НАБОР ЗАДАНИЙ:
**A.** Согласуются ли с текстом о Вертинском утверждения (i)–(iii)? Для каждого ответьте «да» или «нет» и дословно приведите слова текста, которые это решают.
(i) Вертинский пел только песни на собственные стихи.
(ii) Анна Ахматова входит в число поэтов, чьи стихи пел Вертинский.
(iii) Автор рассматривает творчество Вертинского как факт истории русской музыки.
**B.** Продублируйте без изменений фрагмент текста о Вертинском, который открывается словами «На самом же» и завершается словами «или даже эстрады).».

ТЕКСТ:

>>>>

М. Иофьев. «Профили искусства», М., 1965, стр. 204–205
Во всем этом много правды, но природу обаяния Вертинского, природу магического действия на нас его песен критик все-таки объяснил не до конца. Ответ, который он в конце концов дает на изначально поставленный им вопрос, звучит так:
Мастерство Вертинского – его единственное достояние и спасение, поэтому он так бережно добивается совершенства.
Там же, стр. 208
Вот, стало быть, почему мы не должны стыдиться своей любви к Вертинскому. По той единственной причине, что он – виртуоз. В виртуозности сценического воплощения своих «театральных миниатюр» он достигает совершенства. А совершенство – уже само по себе заслуживает и уважения, и любви, и даже поклонения.
Признав это объяснение исчерпывающим, я вынужден был бы признать, что Вертинский в эту мою статью попал по чистому недоразумению.
Если сценическое мастерство Вертинского и впрямь единственное его достояние, то это значит, что художественный опыт его – уникален. А следовательно, – неповторим.
На самом же деле – сегодня это уже очевидно – он по праву может считаться если не родоначальником, то во всяком случае предтечей целого направления в истории российской поэзии. Имя его – первое звено в той – теперь уже довольно длинной – цепи, где вслед за ним идут имена Булата Окуджавы, Александра Галича, Владимира Высоцкого, Юза Алешковского, Юлия Кима…
В чем же тогда истинная природа художественного обаяния Вертинского? И что лежит в основе этого, отмеченного и М. Иофьевым, ощущения, что он – выше своих героев? И даже выше своей репутации?
Ответ на этот вопрос содержится уже в той моей обмолвке, из которой следует, что, несмотря на столь многие и разные ипостаси этого художественного явления, я все-таки склонен рассматривать его творчество как факт истории русской поэзии (а не музыки, театра или даже эстрады).
Как я уже говорил, многие тексты своих песен Вертинский сочинял сам. Но пел и чужие. И это ни в коей мере не было исключением из правила. Чужих, пожалуй, было даже больше, чем своих, авторских.
Вот перечень – боюсь, что далеко не полный, – имен поэтов, стихи которых Вертинский «присвоил» (присвоил, – как это станет ясно из дальнейшего, в самом прямом и точном смысле этого слова – сделал своими):
Александр Блок, Иннокентий Анненский, Федор Сологуб, Максим Горький, Николай Гумилев, Максимилиан Волошин, Анна Ахматова, Марина Цветаева, Сергей Есенин, Георгий Иванов, Игорь Северянин, Саша Черный, Н. Теффи, Вера Инбер, А. Агнивцев, Всеволод Рождественский, Павел Антокольский, Иосиф Уткин, Константин Симонов, Алексей Сурков, Павел Шубин, Сергей Смирнов.
Что говорить, диапазон широк: от Блока – до Суркова, от Ахматовой – до Сергея Смирнова… А сколько там было еще никому ныне не ведомых, давно забытых, имена которых ничего не скажут даже весьма начитанному нашему современнику: Зубовский, Волин, Зилов, Грушко, Смоленский…
Но вот что поражает! Чьи бы стихи он ни пел, все они несли на себе отпечаток его личности. Это всегда была –его тема. Мало того – его лирический герой.

<<<<

ЗАПИСИ НАБОРА ДАННЫХ:
>>>>

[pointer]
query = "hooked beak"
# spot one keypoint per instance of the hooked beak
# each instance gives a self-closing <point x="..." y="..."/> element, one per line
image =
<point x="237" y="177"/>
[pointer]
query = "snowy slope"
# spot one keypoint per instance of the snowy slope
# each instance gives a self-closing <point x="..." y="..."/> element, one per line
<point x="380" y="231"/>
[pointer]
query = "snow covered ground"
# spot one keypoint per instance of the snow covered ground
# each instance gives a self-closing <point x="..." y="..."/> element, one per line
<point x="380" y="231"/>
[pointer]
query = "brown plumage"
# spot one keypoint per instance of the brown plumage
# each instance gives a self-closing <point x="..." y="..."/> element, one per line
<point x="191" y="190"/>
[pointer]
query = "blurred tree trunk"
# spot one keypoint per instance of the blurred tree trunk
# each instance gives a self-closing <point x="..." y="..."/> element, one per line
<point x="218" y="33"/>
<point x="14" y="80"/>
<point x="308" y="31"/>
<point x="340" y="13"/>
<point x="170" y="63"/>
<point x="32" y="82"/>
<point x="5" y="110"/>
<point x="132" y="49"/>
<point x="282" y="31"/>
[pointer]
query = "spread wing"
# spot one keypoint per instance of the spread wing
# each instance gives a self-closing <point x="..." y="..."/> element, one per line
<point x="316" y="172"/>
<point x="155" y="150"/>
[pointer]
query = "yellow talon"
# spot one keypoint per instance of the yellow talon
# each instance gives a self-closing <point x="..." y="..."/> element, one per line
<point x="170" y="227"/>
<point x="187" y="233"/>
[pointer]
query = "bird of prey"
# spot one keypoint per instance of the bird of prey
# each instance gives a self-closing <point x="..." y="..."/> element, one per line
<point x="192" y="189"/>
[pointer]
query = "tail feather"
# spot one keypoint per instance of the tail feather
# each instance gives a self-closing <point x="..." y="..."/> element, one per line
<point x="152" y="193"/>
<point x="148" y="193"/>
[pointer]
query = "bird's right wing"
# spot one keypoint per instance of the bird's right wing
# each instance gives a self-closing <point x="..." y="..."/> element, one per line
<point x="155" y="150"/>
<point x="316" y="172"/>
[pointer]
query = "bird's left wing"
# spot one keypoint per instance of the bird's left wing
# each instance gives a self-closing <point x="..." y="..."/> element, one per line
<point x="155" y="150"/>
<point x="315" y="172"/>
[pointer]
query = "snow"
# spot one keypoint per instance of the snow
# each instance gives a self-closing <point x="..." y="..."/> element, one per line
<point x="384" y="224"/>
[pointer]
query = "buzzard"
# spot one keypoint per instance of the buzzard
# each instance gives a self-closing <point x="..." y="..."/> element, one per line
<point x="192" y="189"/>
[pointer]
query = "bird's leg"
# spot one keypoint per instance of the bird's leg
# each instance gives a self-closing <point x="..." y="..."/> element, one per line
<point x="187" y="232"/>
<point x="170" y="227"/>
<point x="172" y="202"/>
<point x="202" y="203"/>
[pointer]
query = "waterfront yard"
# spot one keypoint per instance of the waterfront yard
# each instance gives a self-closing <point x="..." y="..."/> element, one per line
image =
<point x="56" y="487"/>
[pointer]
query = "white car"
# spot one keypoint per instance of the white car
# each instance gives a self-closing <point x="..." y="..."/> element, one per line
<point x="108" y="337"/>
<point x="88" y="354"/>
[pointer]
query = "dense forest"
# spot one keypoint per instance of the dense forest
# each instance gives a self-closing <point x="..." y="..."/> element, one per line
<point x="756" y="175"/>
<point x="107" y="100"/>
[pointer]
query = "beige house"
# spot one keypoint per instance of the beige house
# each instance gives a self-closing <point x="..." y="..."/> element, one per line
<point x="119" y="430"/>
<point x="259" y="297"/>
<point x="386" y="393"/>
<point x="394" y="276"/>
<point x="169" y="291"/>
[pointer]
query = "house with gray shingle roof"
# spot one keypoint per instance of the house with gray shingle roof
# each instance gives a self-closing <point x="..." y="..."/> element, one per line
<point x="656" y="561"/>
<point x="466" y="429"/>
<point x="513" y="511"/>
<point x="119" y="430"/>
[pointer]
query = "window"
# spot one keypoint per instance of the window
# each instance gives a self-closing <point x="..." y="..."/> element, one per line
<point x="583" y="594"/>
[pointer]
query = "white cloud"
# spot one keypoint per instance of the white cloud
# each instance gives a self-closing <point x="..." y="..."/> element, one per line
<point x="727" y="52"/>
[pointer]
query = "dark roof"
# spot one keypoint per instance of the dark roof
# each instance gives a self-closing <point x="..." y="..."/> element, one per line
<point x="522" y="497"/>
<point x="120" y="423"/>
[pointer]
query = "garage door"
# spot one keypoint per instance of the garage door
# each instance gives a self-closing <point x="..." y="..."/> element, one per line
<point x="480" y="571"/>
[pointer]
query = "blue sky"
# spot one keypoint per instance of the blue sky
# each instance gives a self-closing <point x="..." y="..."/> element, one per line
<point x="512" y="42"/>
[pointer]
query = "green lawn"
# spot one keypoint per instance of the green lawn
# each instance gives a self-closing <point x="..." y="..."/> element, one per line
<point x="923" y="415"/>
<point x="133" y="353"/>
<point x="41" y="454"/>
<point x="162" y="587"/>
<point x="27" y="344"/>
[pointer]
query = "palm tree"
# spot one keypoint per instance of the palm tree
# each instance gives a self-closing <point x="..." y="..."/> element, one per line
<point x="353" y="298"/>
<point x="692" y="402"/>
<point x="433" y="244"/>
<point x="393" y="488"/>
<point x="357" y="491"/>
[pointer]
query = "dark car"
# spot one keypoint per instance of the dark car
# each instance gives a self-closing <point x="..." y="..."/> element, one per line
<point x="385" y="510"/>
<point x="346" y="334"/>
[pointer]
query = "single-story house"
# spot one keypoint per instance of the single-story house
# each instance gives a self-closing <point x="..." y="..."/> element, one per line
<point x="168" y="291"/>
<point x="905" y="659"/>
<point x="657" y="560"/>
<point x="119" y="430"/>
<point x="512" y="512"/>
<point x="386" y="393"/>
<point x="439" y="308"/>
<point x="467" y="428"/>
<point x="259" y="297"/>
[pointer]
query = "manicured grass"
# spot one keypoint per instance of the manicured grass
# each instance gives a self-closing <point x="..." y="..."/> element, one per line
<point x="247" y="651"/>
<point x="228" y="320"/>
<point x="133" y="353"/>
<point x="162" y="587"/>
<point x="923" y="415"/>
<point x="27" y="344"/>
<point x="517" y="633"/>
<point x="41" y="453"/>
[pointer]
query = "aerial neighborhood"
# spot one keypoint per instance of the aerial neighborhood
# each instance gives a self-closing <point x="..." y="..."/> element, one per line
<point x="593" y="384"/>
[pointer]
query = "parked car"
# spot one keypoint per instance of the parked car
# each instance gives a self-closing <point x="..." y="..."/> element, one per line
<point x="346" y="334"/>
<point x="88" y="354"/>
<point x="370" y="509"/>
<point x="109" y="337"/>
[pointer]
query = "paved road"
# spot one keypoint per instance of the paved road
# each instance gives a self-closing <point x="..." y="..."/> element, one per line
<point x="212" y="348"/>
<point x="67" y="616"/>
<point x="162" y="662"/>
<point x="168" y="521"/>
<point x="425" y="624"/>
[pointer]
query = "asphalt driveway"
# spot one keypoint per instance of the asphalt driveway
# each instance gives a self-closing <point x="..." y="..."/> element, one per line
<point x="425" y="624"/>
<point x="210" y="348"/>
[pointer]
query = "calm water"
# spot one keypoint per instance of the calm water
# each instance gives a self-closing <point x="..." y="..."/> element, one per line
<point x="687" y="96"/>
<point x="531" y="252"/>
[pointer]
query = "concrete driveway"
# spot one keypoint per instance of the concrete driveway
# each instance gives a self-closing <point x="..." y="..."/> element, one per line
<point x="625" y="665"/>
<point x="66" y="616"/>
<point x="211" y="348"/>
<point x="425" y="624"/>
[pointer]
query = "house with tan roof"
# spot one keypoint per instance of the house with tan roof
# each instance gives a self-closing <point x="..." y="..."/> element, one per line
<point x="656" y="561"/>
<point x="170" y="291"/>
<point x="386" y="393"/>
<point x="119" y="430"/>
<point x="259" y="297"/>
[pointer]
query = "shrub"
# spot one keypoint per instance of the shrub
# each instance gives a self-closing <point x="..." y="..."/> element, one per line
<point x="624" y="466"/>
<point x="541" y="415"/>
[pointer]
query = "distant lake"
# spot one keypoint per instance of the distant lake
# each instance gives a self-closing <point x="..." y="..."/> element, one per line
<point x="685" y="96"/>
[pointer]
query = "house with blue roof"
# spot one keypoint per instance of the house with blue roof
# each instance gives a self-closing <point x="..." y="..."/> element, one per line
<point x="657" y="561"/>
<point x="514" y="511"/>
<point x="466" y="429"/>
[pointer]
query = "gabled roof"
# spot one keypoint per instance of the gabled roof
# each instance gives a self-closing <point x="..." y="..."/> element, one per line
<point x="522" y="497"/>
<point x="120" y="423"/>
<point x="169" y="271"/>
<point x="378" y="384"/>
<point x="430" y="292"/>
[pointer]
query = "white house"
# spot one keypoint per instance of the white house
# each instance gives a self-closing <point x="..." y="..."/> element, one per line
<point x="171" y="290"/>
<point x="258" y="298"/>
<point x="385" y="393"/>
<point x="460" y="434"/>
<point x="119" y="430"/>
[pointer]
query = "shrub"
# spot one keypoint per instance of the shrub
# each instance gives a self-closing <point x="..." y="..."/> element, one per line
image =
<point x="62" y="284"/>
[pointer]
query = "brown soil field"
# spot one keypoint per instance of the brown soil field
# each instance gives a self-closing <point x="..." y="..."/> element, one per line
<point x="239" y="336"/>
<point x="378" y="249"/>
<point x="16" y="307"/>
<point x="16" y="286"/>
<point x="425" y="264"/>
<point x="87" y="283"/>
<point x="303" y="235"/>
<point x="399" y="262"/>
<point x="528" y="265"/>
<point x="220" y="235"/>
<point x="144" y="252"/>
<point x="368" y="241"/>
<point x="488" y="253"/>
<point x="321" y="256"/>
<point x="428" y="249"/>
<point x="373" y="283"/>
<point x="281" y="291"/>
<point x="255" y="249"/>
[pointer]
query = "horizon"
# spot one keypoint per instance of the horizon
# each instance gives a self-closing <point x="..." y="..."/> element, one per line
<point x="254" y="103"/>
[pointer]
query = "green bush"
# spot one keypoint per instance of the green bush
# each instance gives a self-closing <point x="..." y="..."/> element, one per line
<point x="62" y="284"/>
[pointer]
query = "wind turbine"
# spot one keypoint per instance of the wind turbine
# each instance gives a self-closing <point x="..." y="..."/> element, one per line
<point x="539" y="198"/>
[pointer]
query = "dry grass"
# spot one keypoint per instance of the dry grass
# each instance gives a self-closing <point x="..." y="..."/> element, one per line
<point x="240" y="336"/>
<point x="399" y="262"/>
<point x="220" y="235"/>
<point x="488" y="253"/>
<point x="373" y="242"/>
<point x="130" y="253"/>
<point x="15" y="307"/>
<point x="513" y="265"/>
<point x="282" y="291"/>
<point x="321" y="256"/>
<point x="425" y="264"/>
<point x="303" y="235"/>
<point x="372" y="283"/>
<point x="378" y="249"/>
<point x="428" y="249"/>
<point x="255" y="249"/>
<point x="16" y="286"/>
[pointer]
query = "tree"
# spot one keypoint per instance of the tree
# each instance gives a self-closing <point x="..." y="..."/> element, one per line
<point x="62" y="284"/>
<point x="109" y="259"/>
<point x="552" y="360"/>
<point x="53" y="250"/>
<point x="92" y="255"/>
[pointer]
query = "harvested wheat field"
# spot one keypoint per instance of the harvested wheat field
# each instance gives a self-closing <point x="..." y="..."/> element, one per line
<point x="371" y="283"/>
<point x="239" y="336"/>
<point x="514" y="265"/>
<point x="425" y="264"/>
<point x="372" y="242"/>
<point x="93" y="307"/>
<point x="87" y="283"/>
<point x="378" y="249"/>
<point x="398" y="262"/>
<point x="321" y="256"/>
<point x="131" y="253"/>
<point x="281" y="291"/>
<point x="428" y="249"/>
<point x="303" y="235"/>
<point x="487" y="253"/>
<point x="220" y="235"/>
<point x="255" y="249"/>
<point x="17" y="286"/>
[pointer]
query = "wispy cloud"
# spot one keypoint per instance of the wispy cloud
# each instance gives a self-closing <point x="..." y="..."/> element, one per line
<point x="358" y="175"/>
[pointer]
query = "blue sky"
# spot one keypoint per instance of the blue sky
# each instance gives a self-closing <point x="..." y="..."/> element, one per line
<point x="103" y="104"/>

<<<<

ПОЛНЫЕ ОТВЕТЫ:
**A.**
(i) Нет: «Но пел и чужие».
(ii) Да: «Анна Ахматова».
(iii) Нет: «как факт истории русской поэзии (а не музыки, театра или даже эстрады)».

**B.**
На самом же деле – сегодня это уже очевидно – он по праву может считаться если не родоначальником, то во всяком случае предтечей целого направления в истории российской поэзии. Имя его – первое звено в той – теперь уже довольно длинной – цепи, где вслед за ним идут имена Булата Окуджавы, Александра Галича, Владимира Высоцкого, Юза Алешковского, Юлия Кима…
В чем же тогда истинная природа художественного обаяния Вертинского? И что лежит в основе этого, отмеченного и М. Иофьевым, ощущения, что он – выше своих героев? И даже выше своей репутации?
Ответ на этот вопрос содержится уже в той моей обмолвке, из которой следует, что, несмотря на столь многие и разные ипостаси этого художественного явления, я все-таки склонен рассматривать его творчество как факт истории русской поэзии (а не музыки, театра или даже эстрады).